▶ **Selected excerpt**

(Jewish Group) The Jewish doctor who escaped the Nazis, became a medical pioneer and founded the Par
The Jewish doctor who escaped the Nazis, became a medical pioneer and founded the Paralympics
The 2020 Tokyo Paralympic Games open on Tuesday. Much like the Olympic Games in the Japanese capital, there are plenty of Jewish athletes to support, like emerging track and field star Ezra Frech and veteran swimmer Matt Levy.
But unlike the Olympic Games, the Paralympics have an inspiring Jewish origin story thanks to its founder, Ludwig Guttmann.
Guttmann was born on July 3, 1899, in Tost, Germany (now Toszek, Poland), to a German-Jewish family. In 1917, while working as a volunteer at a hospital for coal miners, Guttmann encountered a patient with a spinal injury and paraplegia. At the time, paraplegia was effectively a death sentence; unfortunately this proved true for the young coal miner. However, the memory of this patient had a deep impact on Guttmann.

▶ **Given entries**
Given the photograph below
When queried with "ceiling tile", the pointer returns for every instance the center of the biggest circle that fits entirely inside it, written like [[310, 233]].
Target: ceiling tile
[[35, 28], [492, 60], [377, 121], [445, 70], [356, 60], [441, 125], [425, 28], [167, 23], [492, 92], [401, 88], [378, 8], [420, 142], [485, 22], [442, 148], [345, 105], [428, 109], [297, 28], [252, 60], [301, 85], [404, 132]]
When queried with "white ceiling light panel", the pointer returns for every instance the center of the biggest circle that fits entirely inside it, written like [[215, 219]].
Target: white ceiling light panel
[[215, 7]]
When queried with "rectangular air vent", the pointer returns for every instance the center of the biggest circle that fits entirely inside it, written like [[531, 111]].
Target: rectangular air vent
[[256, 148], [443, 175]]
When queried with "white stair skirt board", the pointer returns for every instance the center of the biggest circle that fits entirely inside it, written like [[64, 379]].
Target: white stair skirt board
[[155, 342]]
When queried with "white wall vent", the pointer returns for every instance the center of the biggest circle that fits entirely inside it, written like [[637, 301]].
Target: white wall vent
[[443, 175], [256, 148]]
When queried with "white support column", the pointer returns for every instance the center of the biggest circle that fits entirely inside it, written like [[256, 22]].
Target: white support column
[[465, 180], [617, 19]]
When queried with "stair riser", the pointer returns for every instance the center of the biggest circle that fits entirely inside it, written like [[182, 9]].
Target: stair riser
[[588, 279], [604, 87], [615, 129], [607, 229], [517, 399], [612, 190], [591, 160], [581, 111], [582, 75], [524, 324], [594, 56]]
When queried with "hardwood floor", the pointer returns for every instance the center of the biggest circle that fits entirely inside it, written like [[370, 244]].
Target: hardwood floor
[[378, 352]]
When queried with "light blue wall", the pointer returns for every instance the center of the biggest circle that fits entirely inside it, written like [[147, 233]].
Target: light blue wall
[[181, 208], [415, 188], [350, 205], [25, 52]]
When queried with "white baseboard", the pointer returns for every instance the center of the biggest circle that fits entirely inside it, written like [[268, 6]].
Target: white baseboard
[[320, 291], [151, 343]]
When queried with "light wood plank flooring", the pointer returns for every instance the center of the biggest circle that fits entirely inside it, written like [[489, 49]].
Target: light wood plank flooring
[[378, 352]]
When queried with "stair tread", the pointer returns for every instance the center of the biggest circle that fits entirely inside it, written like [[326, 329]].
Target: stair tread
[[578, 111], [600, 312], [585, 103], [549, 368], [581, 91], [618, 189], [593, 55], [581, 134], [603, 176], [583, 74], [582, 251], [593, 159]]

▶ **Questions**
a: List every person whom the article on the Paralympics founder names in full.
b: Write the next paragraph of the article on the Paralympics founder, starting after its last sentence.

▶ **Responses in order**
a: Ezra Frech, Matt Levy, Ludwig Guttmann

b:
Just a year later, Guttmann began training in medicine at the University of Breslau before transferring to the University of Freiburg in 1919, where he graduated with his medical degree in 1924. At Freiburg, Guttmann became an active member of a Jewish fraternity that tried to stop the spread of antisemitism in universities. Eventually the fraternity also became a center for physical activity and fitness, so that nobody needed to be ashamed of being a Jew.